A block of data
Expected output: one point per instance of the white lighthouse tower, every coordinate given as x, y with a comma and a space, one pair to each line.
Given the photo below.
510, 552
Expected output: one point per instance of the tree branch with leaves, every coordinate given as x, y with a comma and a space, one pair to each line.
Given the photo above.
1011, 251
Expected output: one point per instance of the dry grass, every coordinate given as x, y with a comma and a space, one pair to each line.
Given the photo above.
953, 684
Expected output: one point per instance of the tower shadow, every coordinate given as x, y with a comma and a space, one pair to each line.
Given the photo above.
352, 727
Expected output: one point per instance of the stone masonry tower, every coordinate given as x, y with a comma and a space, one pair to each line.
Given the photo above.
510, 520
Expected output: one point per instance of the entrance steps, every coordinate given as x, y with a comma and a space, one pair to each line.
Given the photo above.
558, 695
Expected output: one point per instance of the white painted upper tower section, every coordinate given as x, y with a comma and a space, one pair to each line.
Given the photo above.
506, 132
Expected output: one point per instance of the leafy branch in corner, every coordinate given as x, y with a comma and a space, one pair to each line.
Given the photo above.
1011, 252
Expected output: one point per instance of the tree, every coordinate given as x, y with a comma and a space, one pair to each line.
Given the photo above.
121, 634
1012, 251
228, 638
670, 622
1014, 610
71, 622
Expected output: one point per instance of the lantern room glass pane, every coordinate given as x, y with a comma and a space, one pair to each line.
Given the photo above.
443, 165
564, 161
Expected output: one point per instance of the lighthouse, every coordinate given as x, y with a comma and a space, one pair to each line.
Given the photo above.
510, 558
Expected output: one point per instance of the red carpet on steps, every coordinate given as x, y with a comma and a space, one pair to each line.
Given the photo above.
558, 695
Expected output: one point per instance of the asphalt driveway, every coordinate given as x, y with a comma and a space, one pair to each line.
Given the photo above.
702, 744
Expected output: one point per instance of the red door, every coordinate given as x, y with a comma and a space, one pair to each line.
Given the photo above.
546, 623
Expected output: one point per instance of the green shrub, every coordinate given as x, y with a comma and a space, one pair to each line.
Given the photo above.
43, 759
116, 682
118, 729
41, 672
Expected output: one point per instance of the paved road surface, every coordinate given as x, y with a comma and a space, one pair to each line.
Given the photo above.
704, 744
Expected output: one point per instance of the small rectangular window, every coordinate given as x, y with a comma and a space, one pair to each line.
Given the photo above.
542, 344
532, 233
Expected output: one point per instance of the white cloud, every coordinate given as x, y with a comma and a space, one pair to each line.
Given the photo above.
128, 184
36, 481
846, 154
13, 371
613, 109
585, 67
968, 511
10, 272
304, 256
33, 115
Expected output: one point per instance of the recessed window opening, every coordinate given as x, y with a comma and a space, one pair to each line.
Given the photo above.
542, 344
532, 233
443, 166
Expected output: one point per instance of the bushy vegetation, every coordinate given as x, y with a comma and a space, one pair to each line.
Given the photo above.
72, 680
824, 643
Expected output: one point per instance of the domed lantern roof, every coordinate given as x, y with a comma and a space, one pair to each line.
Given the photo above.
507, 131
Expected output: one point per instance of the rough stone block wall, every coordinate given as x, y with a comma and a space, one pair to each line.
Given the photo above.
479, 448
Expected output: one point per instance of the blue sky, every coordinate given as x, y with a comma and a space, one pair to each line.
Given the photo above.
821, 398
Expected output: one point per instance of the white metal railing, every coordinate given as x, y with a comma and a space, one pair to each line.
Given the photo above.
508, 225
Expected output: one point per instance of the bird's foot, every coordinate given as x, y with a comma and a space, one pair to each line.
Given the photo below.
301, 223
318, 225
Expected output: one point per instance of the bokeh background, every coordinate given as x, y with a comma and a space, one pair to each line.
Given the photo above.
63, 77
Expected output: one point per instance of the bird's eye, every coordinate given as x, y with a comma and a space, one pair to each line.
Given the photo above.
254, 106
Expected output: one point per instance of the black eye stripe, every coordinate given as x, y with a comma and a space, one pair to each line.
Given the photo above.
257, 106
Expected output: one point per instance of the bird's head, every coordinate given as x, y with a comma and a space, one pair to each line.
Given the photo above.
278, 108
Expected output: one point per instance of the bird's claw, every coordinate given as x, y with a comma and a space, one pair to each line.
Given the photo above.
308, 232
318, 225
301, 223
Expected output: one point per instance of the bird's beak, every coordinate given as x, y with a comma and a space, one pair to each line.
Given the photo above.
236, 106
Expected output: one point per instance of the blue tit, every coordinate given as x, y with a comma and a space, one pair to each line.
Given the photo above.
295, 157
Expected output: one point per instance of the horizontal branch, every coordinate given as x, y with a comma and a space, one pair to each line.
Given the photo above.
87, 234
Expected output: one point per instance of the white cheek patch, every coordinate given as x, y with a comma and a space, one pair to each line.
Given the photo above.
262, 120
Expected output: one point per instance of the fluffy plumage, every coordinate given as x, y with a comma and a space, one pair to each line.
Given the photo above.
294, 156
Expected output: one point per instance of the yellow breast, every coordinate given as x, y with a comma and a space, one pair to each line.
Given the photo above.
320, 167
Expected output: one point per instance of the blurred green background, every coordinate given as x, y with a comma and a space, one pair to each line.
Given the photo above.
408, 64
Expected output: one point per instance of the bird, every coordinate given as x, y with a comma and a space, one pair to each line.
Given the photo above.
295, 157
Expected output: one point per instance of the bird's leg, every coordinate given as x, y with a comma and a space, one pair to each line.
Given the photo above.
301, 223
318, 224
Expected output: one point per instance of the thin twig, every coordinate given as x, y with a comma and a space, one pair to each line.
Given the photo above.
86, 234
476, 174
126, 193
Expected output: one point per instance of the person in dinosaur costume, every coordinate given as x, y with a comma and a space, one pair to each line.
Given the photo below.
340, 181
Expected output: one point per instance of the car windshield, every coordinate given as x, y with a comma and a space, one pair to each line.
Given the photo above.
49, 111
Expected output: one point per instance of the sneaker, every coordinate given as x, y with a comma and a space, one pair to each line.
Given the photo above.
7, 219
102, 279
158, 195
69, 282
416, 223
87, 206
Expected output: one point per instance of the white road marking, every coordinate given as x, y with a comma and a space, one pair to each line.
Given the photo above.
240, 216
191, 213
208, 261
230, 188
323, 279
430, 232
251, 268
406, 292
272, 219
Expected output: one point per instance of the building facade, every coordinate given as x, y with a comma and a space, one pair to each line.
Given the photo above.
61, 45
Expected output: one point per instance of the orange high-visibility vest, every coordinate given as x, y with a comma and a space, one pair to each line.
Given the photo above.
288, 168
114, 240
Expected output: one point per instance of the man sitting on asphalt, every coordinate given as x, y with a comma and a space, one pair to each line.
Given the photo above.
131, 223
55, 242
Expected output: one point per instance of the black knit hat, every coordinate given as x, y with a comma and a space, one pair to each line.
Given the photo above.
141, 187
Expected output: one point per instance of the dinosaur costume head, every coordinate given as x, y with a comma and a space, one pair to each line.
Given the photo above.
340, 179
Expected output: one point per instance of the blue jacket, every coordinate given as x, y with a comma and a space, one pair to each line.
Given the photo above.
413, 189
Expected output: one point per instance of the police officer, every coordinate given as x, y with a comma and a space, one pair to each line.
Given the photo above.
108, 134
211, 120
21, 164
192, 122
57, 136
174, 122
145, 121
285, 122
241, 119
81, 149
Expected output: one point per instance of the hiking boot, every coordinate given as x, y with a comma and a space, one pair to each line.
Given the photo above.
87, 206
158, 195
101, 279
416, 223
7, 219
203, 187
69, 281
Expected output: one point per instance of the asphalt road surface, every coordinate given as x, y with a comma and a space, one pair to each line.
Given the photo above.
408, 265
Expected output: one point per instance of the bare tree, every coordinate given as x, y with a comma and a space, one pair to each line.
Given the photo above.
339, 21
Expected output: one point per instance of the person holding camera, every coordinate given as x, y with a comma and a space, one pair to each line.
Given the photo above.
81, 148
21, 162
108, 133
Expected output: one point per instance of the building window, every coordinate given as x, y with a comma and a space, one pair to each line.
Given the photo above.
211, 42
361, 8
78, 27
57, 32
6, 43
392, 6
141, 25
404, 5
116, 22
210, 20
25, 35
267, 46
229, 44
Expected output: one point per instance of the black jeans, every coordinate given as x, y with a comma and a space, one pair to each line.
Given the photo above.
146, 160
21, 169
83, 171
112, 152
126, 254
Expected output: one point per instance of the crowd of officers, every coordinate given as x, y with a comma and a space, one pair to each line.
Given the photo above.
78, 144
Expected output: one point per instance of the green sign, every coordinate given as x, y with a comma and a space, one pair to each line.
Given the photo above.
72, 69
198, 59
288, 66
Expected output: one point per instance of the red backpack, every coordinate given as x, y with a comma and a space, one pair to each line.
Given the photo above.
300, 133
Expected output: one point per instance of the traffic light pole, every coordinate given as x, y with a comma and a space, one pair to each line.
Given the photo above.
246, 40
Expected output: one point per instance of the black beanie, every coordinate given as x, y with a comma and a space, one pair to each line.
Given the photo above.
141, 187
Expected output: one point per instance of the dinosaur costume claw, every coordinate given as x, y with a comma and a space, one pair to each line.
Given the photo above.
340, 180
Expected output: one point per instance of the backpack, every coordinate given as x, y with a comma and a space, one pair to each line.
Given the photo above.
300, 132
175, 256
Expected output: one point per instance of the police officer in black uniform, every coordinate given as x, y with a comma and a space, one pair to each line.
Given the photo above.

Exercise prompt: Quote exactly what appears from the line containing "Expected output: one point per instance of the crowd" through the final line of the listing above, including both of those lines.

Answer to this task:
Expected output: one point per instance of the crowd of officers, every coordinate given as x, y with a comma and a space, one pair to each line.
Given the photo above.
78, 144
Expected output: one point per instance of the green sign, every coordinate given as x, y with a comma and a space, one pair to each line.
Given the photo above.
72, 69
198, 59
288, 66
Expected output: one point per instance of the red backpack, every coordinate given as x, y with a comma and a space, one pair to each line.
Given the photo above.
300, 133
Expected output: one point per instance of the traffic light pole, every coordinate given as x, y with a comma and a space, one pair to each line.
Given the photo above.
246, 40
Expected output: one point per instance of the black beanie, every coordinate given as x, y with a comma and a space, one pair to each line.
Given the photo above.
141, 187
Expected output: one point per instance of the dinosaur costume claw, every coordinate given as x, y with a comma and a space, one pair to each line.
Given the photo above.
340, 180
Expected output: one point per instance of the backpack, every coordinate given as x, y with a comma and a space, one pair to each line.
Given the photo above.
300, 132
175, 256
Expected output: one point per instance of the police officer in black uniform, every coordinate given as x, y with a comma and a space, one pair to each line.
Given the photo above.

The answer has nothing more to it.